▸ Work instruction
Images should not appear in the copy, yet every line of the listing below must be printed exactly.
*** Information
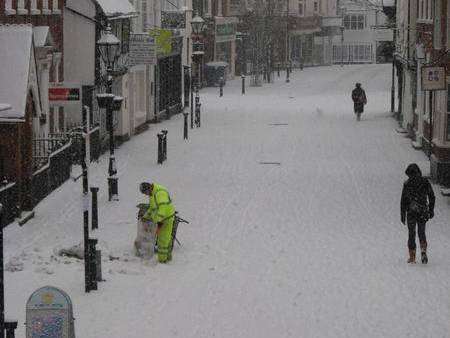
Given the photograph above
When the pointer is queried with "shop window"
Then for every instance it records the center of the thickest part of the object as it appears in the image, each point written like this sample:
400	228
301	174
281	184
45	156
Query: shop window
55	7
21	7
437	34
448	112
347	22
354	22
448	25
360	22
144	15
33	8
125	36
45	9
61	119
300	8
51	119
******
▸ Solution
Given the photograph above
When the pointer is queried with "shop window"
Then for every instance it records the center of the thickest part of the object as it appears in the image, each point written like this sample:
400	228
301	174
281	184
45	156
Query: shop window
55	7
21	7
437	34
448	112
347	22
354	22
448	25
360	22
144	15
33	8
125	36
45	9
61	119
300	8
51	119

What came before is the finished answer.